Text block —
======

A brief digression courtesy of Heloise


I've been reading Thomas Cahill's Mysteries of the Middle Ages. Today I was reading about Abelard and Heloise, most specifically a letter Heloise wrote to Abelard after years of silence and long after both of them had taken up with their respective religious orders (and Abelard had been castrated against his will despite his secret marriage to Heloise). I give you some excerpts here that I was reading today while listening to a cover of "But Not For Me." Seemed fitting.

God knows I never sought anything in you except yourself; I wanted simply you, nothing of yours. I looked for no marriage-bond, no marriage portion, and it was not my own pleasures and wishes I sought to gratify, as you well know, but yours. The name of wife may seem more sacred or more binding, but sweeter for me will always be the word mistress, or, if you will permit me, that of concubine or whore. I believed that the morel humbled myself on your account, the more gratitude I should win from you, and also the less damage I should do to the brightness of your reputation.

...

======

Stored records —
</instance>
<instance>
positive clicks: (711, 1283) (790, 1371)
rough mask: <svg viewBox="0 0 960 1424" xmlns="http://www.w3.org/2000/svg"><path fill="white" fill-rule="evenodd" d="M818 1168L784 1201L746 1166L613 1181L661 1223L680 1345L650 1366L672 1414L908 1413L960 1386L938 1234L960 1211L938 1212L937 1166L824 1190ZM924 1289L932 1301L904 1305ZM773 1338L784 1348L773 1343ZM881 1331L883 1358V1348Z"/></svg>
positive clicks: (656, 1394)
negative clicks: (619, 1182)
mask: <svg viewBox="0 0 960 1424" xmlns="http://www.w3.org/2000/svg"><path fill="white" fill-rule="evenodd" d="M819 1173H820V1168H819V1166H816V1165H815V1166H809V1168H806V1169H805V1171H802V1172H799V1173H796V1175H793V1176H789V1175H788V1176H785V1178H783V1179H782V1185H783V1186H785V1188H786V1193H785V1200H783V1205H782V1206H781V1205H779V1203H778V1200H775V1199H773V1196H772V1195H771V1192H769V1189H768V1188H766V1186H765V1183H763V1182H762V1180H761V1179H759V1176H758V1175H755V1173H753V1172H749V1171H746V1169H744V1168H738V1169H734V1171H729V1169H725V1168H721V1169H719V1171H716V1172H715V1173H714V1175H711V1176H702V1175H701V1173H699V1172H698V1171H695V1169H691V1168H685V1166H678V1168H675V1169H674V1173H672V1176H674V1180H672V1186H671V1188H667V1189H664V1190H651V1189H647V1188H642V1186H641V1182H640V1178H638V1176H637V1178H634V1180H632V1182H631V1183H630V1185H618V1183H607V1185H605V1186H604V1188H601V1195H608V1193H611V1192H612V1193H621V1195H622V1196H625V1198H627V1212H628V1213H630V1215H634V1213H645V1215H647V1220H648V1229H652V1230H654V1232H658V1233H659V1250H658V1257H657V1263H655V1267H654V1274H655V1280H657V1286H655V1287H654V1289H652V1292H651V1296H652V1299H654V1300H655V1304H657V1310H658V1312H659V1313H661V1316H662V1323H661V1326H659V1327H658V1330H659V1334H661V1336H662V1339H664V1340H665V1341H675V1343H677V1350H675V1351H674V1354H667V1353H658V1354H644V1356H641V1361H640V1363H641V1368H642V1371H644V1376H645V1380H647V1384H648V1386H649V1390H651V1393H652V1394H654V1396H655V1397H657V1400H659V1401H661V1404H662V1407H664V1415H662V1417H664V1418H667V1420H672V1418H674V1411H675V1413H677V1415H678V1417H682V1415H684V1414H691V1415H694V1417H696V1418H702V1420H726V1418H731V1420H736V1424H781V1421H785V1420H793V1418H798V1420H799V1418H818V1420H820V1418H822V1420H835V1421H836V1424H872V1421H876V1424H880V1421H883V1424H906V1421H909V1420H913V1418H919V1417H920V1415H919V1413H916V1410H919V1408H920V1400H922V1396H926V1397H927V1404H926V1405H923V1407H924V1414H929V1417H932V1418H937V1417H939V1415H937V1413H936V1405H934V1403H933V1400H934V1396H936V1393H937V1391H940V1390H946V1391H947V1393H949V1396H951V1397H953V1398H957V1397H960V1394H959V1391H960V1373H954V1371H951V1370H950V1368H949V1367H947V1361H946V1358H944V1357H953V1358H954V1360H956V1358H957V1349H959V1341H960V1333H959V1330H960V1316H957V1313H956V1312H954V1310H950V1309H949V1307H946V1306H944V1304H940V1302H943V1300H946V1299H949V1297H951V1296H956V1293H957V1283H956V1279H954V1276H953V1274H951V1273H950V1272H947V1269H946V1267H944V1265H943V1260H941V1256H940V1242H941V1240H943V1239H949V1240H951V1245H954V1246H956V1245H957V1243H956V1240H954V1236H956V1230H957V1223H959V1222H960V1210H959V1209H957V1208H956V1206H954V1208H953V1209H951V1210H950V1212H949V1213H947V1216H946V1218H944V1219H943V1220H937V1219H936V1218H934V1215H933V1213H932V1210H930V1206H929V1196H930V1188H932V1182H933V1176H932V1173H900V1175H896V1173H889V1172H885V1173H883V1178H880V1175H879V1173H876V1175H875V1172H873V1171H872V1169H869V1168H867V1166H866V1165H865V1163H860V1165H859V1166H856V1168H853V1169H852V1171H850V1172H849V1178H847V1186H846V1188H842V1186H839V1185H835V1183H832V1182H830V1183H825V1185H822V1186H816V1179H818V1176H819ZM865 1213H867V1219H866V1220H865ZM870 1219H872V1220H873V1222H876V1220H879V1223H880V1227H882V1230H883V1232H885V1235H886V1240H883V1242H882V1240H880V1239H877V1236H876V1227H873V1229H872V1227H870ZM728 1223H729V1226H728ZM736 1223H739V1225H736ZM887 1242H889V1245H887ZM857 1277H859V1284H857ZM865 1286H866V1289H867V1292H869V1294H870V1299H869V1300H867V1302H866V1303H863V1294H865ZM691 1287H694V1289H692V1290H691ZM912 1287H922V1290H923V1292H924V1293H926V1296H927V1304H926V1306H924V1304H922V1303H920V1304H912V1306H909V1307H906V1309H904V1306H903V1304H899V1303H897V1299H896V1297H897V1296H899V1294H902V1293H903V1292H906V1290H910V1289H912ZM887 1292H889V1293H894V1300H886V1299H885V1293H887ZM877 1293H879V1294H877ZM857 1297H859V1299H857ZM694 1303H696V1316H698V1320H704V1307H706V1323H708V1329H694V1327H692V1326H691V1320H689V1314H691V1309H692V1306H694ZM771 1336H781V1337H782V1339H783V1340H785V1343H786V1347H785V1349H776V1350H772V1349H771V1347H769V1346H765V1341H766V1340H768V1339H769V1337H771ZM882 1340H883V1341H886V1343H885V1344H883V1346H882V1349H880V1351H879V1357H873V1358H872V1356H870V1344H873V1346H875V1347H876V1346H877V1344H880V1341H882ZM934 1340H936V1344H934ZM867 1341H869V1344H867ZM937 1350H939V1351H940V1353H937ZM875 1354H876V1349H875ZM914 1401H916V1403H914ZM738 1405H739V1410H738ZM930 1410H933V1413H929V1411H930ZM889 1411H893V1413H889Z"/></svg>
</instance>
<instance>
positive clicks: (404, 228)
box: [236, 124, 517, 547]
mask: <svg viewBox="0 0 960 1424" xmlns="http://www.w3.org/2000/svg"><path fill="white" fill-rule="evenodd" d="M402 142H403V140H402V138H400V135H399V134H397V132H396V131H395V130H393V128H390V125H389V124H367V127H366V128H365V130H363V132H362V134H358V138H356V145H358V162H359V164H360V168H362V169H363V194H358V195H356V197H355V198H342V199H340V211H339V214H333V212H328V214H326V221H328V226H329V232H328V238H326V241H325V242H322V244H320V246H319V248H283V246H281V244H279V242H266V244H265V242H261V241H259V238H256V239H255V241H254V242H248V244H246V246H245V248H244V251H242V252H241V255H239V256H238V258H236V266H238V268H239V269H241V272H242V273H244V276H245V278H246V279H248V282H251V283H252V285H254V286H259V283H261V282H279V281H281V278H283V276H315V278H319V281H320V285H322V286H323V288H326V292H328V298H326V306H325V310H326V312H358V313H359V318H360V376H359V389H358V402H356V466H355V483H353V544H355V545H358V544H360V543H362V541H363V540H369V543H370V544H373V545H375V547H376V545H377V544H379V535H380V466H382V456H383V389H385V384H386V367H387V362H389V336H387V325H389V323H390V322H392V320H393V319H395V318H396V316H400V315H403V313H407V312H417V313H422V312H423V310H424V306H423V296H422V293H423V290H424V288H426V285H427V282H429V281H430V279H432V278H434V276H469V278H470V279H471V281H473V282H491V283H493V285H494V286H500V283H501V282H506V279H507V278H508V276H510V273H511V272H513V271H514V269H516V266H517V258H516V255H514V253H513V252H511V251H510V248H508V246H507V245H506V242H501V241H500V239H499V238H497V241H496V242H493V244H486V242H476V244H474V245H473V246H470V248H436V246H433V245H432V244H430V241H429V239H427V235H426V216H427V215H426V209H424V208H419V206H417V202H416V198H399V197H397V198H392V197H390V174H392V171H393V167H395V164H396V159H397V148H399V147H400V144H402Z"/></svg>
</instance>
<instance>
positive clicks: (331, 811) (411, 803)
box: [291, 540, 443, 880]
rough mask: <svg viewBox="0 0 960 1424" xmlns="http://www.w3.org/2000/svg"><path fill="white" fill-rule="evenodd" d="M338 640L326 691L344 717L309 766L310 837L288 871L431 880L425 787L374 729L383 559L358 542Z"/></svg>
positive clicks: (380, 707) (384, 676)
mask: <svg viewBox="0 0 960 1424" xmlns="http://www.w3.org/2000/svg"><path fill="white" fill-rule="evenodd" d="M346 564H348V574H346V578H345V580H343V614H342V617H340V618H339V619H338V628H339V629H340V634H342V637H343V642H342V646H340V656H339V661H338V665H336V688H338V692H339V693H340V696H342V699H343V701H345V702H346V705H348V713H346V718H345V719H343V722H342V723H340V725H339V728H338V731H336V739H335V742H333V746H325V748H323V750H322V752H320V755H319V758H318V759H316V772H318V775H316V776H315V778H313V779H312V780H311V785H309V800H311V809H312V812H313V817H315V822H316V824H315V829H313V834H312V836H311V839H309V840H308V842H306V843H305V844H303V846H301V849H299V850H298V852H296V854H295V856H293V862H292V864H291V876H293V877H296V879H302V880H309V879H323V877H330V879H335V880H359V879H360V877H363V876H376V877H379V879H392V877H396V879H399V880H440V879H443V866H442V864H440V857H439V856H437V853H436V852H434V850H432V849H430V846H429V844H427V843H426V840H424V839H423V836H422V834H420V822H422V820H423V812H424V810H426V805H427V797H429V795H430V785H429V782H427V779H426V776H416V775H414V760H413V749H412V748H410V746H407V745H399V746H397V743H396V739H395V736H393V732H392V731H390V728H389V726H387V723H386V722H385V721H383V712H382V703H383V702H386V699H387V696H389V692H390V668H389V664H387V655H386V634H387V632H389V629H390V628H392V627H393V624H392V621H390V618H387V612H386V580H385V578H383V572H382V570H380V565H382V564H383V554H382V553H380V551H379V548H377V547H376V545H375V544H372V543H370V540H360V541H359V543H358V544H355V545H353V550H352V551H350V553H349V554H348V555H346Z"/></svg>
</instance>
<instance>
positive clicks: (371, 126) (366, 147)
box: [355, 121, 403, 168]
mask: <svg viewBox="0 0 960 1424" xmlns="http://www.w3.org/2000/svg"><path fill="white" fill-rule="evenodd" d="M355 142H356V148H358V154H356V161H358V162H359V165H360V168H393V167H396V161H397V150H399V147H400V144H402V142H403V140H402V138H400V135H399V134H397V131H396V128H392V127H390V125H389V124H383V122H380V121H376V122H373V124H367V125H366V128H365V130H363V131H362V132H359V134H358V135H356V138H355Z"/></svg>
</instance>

======

List of tasks —
[1] Please reproduce the stored entries line for line, beginning at their very first line and stopping after the line that contains "positive clicks: (711, 1283) (790, 1371)".
[2] Carry the post about Heloise's letter forward from the point where it stops.
The post about Heloise's letter and the stored entries are separate, unrelated material.

Answers below —
[1]
</instance>
<instance>
positive clicks: (711, 1283) (790, 1371)

[2]
Tell me one thing, if you can. Why, after our entry into religion, which was your decision alone, have I been so neglected and forgotten by you that I have neither a word from you when you are here to give me strength nor the consolation of a letter in absence?’ Tell me, I say, if you can —or I will tell you what I think and indeed the world suspects. It was desire, not affection which bound you to me, the flame of lust rather than love. So when the end came to what you desired, any show of feeling you used to make went with it. This is not merely my own opinion, beloved, it is everyone’s. There is nothing personal or private about it; it is the general view which is widely held. I only wish that it were mine alone, and that the love you professed could find someone to defend it and so comfort me in my grief for a while. I wish I could think of some explanation which would excuse you and somehow cover up the way you hold me cheap.

...

Remember, I implore you, what I have done, and think how much you owe me...Consider then your injustice, if when I deserve more you give me less, or rather, nothing at all, especially when it is a small thing I ask of you and one you could so easily grant.

For a complete translation go here.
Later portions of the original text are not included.